→ Task requirements: With the pictures omitted, print exactly the lines below, from the one containing "the ceiling fan blade" through the one containing "the yellow anther", and nothing else.

******************************

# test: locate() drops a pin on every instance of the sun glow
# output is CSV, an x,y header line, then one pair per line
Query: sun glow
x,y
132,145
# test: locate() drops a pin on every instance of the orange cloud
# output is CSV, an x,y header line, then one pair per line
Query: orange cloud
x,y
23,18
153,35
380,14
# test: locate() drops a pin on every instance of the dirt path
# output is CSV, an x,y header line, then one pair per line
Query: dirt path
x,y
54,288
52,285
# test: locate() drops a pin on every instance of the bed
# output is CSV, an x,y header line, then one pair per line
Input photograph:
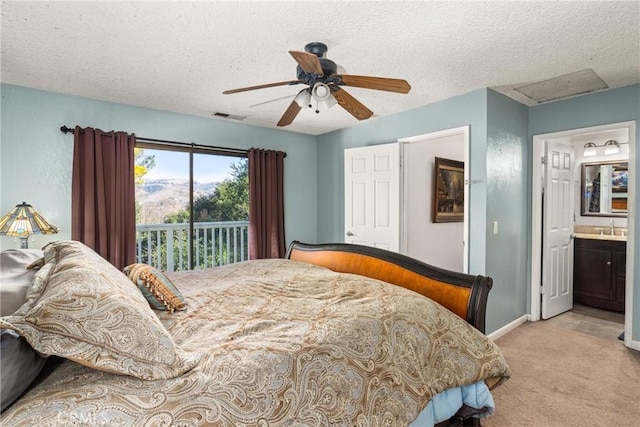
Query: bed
x,y
334,335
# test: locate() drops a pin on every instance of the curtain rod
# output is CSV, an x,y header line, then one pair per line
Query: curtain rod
x,y
222,150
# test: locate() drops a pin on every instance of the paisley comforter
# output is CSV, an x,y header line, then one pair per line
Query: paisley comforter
x,y
280,343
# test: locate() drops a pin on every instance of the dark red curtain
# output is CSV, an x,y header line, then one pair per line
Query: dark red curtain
x,y
266,204
103,213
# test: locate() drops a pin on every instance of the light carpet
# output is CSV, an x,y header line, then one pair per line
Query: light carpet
x,y
563,377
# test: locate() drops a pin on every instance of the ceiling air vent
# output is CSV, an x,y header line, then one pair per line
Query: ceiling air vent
x,y
228,116
572,84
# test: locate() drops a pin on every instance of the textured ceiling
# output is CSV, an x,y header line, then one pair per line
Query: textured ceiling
x,y
181,56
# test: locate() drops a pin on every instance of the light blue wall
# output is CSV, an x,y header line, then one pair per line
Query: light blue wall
x,y
468,109
36,158
508,205
612,106
35,162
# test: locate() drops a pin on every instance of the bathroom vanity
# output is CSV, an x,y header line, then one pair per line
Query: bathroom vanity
x,y
599,270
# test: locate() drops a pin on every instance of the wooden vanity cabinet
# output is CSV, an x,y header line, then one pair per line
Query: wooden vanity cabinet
x,y
599,273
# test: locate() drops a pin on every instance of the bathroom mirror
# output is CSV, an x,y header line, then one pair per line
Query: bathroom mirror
x,y
604,189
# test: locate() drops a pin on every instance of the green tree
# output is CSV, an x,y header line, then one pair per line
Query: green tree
x,y
142,164
228,202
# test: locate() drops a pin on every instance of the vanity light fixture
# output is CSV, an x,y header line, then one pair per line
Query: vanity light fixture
x,y
589,149
610,147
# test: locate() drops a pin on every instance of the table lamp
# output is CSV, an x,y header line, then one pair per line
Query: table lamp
x,y
23,221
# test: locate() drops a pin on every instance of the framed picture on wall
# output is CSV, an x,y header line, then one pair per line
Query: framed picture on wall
x,y
448,191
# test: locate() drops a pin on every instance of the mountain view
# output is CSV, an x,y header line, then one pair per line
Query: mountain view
x,y
158,198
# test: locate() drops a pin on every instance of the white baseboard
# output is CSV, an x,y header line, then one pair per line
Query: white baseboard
x,y
635,345
508,327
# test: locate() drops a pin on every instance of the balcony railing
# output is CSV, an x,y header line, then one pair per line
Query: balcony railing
x,y
166,246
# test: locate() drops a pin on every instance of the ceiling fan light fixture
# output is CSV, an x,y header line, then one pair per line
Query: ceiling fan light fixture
x,y
611,147
589,149
321,92
303,99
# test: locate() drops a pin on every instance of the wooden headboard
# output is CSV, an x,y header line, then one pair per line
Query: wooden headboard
x,y
464,294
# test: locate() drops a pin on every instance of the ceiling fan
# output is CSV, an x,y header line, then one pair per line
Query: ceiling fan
x,y
325,86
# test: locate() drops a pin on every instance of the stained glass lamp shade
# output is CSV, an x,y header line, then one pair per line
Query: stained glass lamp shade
x,y
23,221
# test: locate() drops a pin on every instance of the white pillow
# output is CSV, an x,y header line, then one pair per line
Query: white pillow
x,y
15,279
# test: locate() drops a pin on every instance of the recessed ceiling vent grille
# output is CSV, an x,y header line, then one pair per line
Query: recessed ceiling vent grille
x,y
228,116
572,84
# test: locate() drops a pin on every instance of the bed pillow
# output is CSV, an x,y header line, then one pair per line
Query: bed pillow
x,y
16,277
20,366
161,293
82,308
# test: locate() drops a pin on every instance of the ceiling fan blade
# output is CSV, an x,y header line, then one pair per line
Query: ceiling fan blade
x,y
378,83
264,86
307,61
290,114
352,105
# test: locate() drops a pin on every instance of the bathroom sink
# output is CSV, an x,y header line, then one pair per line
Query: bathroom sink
x,y
600,237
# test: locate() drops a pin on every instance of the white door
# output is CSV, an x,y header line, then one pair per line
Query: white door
x,y
372,196
558,211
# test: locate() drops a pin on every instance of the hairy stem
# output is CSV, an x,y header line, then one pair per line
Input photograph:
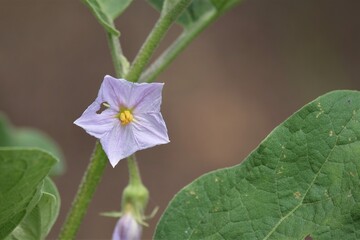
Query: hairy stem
x,y
121,65
85,193
153,40
185,38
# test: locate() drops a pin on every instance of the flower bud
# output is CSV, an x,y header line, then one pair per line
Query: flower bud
x,y
127,228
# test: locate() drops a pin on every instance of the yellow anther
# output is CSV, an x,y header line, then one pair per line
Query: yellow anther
x,y
125,117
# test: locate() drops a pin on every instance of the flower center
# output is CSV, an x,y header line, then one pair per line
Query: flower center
x,y
126,117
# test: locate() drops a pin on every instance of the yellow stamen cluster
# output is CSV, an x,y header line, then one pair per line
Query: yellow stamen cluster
x,y
125,117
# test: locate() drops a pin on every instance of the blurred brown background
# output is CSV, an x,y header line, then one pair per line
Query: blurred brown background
x,y
243,76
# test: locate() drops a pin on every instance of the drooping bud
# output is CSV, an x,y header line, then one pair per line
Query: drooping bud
x,y
127,228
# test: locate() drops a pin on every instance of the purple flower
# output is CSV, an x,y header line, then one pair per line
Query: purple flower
x,y
131,120
127,229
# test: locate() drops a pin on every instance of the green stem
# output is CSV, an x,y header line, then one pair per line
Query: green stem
x,y
87,188
182,42
176,48
134,173
153,40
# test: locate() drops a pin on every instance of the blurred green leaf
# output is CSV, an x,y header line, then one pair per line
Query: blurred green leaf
x,y
21,180
37,224
303,179
106,11
198,11
27,137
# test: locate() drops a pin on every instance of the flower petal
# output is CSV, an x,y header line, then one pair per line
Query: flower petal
x,y
146,97
115,91
119,143
149,130
96,124
127,229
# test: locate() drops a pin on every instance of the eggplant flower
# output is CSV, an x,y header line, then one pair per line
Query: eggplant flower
x,y
127,229
131,120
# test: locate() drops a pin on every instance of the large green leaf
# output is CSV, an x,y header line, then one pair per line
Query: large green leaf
x,y
106,11
27,137
37,224
21,180
303,179
198,11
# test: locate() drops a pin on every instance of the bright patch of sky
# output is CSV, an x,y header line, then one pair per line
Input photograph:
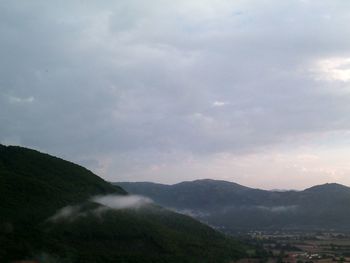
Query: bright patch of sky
x,y
249,91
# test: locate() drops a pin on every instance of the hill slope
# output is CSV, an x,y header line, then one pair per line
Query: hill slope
x,y
35,186
235,207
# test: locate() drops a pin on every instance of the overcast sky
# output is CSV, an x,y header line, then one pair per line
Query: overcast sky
x,y
255,92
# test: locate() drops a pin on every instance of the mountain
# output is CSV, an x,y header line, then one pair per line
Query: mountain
x,y
234,207
55,211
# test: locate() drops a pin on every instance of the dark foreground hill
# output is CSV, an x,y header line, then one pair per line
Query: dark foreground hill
x,y
47,214
235,207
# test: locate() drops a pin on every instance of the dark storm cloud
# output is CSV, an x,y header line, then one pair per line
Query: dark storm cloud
x,y
131,80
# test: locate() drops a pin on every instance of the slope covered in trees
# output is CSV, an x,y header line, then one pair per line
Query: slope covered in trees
x,y
35,186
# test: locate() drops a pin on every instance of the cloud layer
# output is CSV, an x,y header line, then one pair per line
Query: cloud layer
x,y
135,90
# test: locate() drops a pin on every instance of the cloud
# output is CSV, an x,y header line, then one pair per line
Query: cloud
x,y
128,85
122,202
109,202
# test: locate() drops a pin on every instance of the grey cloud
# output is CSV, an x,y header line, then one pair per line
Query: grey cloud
x,y
130,79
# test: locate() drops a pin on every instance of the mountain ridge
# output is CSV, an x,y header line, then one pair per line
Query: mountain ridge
x,y
231,206
50,212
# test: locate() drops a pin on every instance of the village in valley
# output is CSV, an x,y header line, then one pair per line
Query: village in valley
x,y
298,247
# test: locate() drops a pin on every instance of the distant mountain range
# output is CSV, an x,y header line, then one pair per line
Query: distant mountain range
x,y
52,210
233,207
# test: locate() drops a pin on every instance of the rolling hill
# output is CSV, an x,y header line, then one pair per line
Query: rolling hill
x,y
234,207
50,213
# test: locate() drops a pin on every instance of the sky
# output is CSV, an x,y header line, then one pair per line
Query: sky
x,y
250,91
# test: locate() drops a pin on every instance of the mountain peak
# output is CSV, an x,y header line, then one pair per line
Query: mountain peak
x,y
328,187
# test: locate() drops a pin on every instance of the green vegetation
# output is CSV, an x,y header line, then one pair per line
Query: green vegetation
x,y
34,186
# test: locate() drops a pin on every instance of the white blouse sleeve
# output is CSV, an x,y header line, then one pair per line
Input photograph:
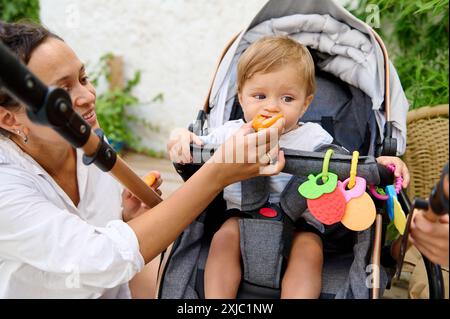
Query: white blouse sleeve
x,y
38,233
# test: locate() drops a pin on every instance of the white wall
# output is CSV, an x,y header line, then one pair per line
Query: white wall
x,y
176,44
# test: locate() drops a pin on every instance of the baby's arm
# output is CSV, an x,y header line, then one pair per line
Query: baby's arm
x,y
178,146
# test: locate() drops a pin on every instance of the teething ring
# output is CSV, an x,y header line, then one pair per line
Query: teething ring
x,y
353,169
326,163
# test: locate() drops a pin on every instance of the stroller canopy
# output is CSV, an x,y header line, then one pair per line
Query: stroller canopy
x,y
346,48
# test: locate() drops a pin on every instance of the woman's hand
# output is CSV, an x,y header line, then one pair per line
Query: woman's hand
x,y
400,167
178,146
430,238
133,206
248,154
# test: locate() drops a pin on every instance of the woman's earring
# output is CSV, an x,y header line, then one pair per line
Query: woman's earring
x,y
25,137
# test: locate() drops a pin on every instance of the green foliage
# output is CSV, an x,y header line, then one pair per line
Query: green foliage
x,y
15,10
111,109
416,34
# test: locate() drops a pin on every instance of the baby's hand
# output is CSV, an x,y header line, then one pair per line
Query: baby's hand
x,y
400,167
178,146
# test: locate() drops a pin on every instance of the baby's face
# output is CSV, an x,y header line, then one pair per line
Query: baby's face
x,y
271,93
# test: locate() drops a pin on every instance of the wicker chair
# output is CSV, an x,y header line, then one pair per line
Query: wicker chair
x,y
427,148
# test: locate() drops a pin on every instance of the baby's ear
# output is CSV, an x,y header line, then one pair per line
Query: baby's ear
x,y
240,98
308,100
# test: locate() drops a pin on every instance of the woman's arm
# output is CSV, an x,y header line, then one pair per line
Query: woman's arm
x,y
160,226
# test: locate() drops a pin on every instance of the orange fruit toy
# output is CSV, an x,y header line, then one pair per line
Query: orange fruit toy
x,y
261,122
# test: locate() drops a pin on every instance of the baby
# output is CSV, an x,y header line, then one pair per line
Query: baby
x,y
275,77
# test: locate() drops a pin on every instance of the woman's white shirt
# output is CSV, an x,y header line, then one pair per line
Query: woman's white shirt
x,y
51,249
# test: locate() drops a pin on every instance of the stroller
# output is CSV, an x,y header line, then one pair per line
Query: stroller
x,y
356,86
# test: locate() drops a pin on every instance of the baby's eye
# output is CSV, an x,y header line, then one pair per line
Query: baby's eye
x,y
65,88
84,80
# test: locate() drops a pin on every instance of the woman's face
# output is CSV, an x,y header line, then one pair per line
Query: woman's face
x,y
55,64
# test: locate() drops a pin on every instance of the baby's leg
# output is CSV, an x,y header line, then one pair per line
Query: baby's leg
x,y
303,277
223,267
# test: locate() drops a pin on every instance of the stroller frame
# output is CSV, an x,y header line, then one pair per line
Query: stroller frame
x,y
387,147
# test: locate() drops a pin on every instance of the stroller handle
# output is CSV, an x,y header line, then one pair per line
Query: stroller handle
x,y
302,163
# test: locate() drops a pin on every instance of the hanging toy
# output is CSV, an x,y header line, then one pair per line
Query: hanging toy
x,y
394,208
325,202
360,210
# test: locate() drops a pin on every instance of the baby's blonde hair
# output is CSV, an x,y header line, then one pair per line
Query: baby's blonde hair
x,y
270,53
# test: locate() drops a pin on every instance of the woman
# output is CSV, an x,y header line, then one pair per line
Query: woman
x,y
61,228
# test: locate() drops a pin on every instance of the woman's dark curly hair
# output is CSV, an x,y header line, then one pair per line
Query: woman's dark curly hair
x,y
21,38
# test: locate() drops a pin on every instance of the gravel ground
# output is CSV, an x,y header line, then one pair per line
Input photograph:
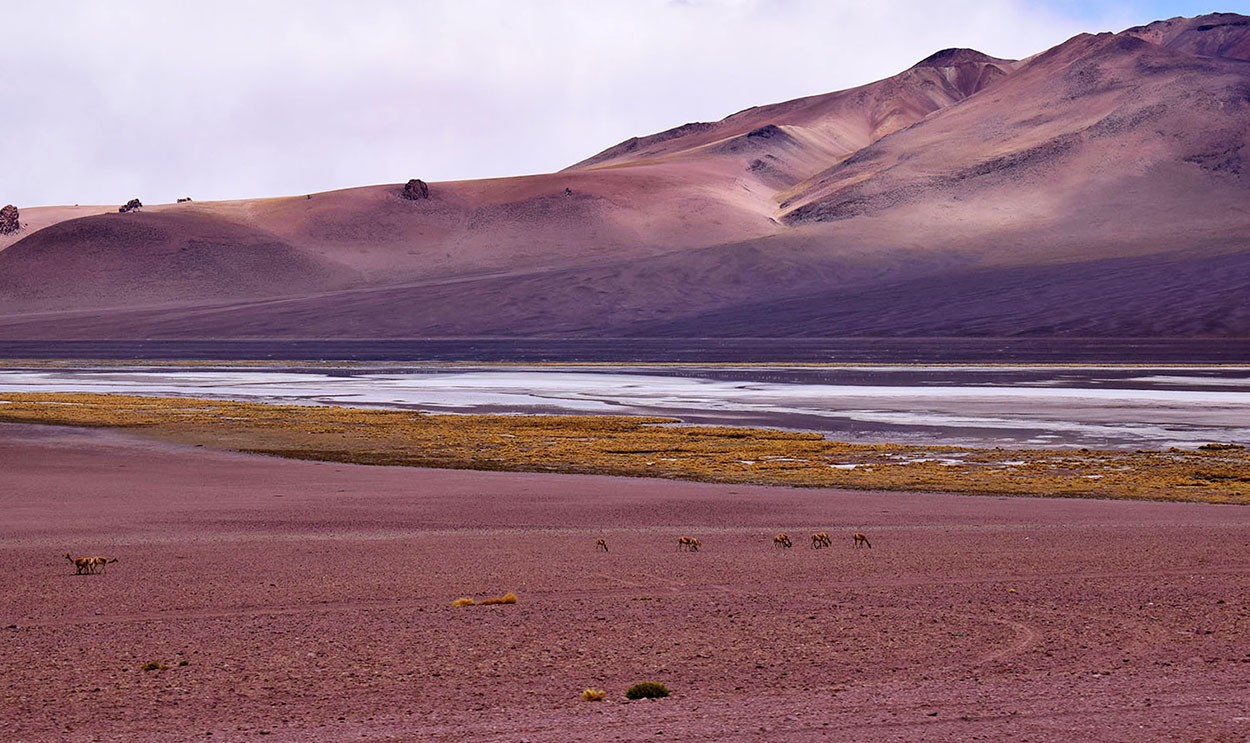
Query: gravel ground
x,y
313,602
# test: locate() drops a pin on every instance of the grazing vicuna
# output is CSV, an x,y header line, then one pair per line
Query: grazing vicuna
x,y
688,543
81,566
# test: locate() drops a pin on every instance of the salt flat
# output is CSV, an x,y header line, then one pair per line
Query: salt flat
x,y
974,405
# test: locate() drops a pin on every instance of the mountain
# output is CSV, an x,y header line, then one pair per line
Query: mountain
x,y
1100,188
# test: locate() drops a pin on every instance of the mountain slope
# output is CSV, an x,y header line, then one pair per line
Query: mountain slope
x,y
1099,188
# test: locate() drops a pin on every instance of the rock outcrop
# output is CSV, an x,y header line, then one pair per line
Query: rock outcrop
x,y
415,190
9,222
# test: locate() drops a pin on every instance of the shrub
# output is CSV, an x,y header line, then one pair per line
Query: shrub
x,y
646,691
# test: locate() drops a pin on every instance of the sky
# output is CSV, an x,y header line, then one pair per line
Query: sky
x,y
149,99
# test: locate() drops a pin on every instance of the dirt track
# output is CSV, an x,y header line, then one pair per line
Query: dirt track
x,y
311,601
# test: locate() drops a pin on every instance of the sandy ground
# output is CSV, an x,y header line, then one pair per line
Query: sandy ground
x,y
311,602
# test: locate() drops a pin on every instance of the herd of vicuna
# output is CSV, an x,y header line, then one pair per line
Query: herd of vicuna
x,y
90,566
820,539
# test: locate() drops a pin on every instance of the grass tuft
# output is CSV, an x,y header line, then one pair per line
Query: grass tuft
x,y
646,691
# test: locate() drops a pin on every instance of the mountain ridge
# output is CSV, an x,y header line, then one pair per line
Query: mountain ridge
x,y
964,171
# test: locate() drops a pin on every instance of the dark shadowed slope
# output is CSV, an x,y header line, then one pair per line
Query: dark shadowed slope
x,y
1099,188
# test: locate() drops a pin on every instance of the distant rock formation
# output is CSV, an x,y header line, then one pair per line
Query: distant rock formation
x,y
9,222
416,190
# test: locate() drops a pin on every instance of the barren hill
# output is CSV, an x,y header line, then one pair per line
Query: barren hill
x,y
1098,188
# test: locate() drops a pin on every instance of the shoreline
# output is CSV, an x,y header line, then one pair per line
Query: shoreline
x,y
646,448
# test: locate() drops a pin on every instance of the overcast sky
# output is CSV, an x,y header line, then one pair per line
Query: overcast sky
x,y
105,101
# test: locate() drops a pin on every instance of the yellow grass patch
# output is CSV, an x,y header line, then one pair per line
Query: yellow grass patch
x,y
645,447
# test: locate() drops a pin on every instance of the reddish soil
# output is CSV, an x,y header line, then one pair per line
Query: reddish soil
x,y
311,602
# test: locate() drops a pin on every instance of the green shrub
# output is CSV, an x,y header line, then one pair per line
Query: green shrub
x,y
646,691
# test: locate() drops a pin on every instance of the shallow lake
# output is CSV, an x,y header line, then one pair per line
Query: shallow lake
x,y
1036,407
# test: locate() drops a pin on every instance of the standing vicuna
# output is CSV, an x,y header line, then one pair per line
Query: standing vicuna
x,y
86,566
688,543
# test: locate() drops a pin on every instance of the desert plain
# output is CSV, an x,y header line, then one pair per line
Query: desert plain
x,y
311,601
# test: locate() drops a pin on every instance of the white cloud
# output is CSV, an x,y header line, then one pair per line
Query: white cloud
x,y
234,99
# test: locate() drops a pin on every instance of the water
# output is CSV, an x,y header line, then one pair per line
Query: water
x,y
1033,407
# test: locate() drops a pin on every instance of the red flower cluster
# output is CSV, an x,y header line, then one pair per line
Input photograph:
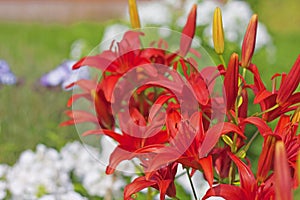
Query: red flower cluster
x,y
168,115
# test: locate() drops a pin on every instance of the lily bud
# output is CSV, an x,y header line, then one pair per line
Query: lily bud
x,y
249,41
231,80
218,31
134,15
296,116
188,32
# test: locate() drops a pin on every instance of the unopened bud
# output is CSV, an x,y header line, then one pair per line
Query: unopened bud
x,y
218,32
134,15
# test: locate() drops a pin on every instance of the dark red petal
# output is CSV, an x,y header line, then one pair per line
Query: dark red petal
x,y
262,126
117,137
98,62
117,156
207,166
137,185
247,179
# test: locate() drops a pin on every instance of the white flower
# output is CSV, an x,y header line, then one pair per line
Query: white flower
x,y
38,172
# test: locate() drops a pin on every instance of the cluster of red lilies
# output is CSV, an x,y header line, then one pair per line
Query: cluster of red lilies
x,y
170,115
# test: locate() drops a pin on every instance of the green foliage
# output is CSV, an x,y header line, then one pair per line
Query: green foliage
x,y
30,114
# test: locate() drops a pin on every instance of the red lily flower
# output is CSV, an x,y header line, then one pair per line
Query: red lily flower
x,y
162,180
270,102
231,80
192,144
249,188
283,179
289,84
285,131
188,32
249,41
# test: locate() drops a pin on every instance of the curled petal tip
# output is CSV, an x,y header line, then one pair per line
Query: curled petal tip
x,y
134,15
283,179
218,31
296,116
249,41
231,80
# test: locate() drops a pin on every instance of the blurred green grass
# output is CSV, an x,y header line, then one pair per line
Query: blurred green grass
x,y
29,116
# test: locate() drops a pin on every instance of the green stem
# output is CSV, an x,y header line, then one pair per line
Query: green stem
x,y
191,182
222,60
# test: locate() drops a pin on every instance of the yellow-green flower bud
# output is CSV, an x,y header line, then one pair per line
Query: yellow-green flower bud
x,y
134,15
218,32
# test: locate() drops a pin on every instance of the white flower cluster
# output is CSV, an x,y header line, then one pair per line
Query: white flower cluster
x,y
46,174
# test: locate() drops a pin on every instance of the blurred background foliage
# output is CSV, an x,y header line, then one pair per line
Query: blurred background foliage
x,y
30,114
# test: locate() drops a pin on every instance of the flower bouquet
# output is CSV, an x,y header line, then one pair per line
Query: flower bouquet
x,y
168,109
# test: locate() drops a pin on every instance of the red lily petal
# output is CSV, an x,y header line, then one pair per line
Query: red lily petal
x,y
227,192
247,178
188,32
75,97
116,136
79,116
262,126
283,180
117,156
266,158
137,185
213,134
231,80
262,95
99,62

******************************

→ Answer to this exercise:
# test: locate() drops a pin on every instance of the ceiling fan blade
# output is CSV, an x,y header line, then one pair per line
Query: ceiling fan blade
x,y
378,83
264,86
307,61
290,114
352,105
# test: locate() drops a pin on every instance of the bathroom sink
# output is CSV, an x,y header line, then one pair per line
Query: bathroom sink
x,y
600,237
# test: locate() drops a pin on every instance of the white door
# output is CSV, an x,y header line, then one pair per line
Query: white door
x,y
372,196
558,211
# test: locate() drops a pin on every instance of the hairy stem
# output is CSV, an x,y header line, then one pair per line
Input photograph:
Query: hairy stem
x,y
121,65
85,193
153,40
185,38
# test: locate() drops a pin on every instance of the flower bud
# output is CSV, an x,y header line, then one pair per line
Query: flower bud
x,y
127,228
# test: locate() drops a pin on every instance of the yellow anther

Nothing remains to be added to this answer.